Answer these questions about the passage on Mark's story of Jesus:
1. What football play does the opening of Mark's story call to mind?
2. How do the people in Mark's story react?
3. What does Jesus tell the demon?

_PASSAGE SHOWN_.
*** Block opens ***

This opening to Mark’s story of Jesus reminds me of the beginning of a one-sided football game. It’s an 80 yard run on the opening possession of the game. I sometimes fantasize about Superman playing football. Give him the ball. Touchdown! Give him the ball again. Another touchdown. Give him the ball again. This game is over before it has begun.

Yet that’s not Mark’s story, and that’s not our experience. In Mark’s story of Jesus, there’s more to Jesus than his divine power. The people in this story react with wonder and confusion. In fact, if you read the gospel through, you’ll find that people normally misunderstand Jesus and the divine power that he displays.

Here, it is the demon, and not the people, who really understands who Jesus is. He is the holy one of God who has come to destroy the power of Satan. But Jesus tells the demon to be quiet. That’s not the kind of publicity he wants. The demon’s words are accurate, but they are incomplete. Only when we get to the second half of the gospel, when Jesus begins his long march to the cross, do we get the complete picture of who Jesus is.

*** Block closes ***

_GIVEN DATA_.
*** Block opens ***

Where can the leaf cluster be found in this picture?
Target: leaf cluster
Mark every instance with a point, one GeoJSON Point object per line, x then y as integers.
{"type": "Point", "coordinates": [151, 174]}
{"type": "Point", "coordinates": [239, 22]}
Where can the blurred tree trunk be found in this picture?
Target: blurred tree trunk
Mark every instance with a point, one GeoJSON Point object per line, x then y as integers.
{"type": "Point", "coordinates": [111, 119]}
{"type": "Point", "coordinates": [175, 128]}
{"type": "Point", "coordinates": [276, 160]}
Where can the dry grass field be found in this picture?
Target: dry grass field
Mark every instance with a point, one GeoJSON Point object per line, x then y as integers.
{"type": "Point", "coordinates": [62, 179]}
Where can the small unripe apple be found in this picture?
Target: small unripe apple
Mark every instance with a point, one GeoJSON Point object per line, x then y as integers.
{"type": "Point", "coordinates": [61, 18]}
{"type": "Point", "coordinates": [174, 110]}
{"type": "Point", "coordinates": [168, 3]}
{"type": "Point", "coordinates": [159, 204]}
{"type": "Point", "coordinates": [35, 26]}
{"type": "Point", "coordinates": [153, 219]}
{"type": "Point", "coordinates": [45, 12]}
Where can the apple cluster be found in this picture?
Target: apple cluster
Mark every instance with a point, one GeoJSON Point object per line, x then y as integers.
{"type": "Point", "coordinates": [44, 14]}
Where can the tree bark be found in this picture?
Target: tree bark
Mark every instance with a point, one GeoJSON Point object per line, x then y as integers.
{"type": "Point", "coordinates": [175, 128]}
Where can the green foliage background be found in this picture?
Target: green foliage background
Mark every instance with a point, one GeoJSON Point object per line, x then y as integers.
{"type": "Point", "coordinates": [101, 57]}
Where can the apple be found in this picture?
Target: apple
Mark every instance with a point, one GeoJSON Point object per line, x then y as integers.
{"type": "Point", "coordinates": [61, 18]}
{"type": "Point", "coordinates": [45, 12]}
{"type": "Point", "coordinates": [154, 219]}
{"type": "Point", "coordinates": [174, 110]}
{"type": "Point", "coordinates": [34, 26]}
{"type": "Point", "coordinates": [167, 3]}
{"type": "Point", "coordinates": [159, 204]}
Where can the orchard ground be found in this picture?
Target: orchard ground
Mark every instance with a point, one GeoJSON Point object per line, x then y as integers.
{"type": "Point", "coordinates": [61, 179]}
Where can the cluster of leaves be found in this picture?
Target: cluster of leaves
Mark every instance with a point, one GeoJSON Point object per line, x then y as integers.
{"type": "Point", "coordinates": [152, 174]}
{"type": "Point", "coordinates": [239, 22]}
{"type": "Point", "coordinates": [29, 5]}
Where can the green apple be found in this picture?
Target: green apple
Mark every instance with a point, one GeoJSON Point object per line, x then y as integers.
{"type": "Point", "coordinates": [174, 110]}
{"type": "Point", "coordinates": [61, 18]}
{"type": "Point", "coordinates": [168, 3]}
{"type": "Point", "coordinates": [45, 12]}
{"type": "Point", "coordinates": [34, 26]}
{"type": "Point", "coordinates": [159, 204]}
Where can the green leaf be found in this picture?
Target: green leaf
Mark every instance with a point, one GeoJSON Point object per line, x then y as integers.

*** Block closes ***
*** Block opens ***

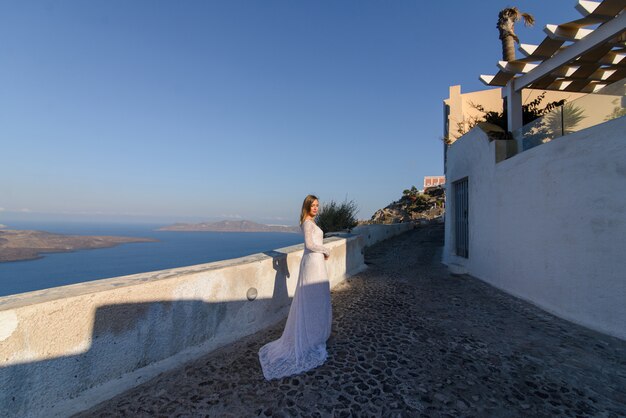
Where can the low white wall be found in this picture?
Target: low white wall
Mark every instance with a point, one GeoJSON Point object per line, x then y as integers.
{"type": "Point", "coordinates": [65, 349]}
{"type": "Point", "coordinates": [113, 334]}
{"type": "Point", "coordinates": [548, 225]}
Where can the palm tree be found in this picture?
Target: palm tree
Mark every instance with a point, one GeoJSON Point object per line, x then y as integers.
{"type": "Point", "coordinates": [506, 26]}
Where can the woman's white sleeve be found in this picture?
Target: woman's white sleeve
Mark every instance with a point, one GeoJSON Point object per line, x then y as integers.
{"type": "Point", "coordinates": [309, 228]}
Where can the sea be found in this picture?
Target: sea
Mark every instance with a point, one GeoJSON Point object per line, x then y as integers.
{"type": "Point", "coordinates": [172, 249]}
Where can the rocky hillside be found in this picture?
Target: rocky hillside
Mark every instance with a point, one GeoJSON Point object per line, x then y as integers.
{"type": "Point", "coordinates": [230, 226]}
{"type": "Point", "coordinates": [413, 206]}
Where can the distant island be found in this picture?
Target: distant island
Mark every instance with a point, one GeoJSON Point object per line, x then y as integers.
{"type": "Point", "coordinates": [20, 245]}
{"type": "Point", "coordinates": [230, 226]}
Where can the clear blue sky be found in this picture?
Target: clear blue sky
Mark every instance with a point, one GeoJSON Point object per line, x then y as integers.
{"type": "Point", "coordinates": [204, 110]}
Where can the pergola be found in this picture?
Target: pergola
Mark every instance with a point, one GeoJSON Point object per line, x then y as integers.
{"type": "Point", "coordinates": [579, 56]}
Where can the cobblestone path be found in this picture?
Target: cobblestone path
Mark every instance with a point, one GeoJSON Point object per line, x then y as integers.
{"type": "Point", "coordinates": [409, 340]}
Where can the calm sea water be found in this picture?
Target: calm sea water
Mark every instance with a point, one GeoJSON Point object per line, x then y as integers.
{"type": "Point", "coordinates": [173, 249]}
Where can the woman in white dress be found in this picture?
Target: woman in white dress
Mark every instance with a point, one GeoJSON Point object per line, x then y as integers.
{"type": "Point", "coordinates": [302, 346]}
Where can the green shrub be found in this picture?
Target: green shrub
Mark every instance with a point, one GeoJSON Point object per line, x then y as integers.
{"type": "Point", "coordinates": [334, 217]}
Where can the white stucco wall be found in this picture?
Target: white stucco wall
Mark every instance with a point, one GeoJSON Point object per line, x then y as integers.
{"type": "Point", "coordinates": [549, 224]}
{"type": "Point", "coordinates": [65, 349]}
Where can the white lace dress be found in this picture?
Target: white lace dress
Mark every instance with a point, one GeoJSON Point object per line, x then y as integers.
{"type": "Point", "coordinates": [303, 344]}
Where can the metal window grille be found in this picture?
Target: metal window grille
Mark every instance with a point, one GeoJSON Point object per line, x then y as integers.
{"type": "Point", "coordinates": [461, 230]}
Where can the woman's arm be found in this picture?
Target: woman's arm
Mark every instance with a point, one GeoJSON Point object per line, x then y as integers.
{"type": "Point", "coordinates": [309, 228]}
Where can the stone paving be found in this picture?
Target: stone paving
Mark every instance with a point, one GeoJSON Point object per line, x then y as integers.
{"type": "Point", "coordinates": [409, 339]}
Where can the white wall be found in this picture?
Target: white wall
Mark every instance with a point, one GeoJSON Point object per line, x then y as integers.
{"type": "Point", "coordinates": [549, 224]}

*** Block closes ***

_RESPONSE TO THE EXERCISE_.
1. An 80 yard run on the opening possession of a one-sided game.
2. With wonder and confusion.
3. To be quiet.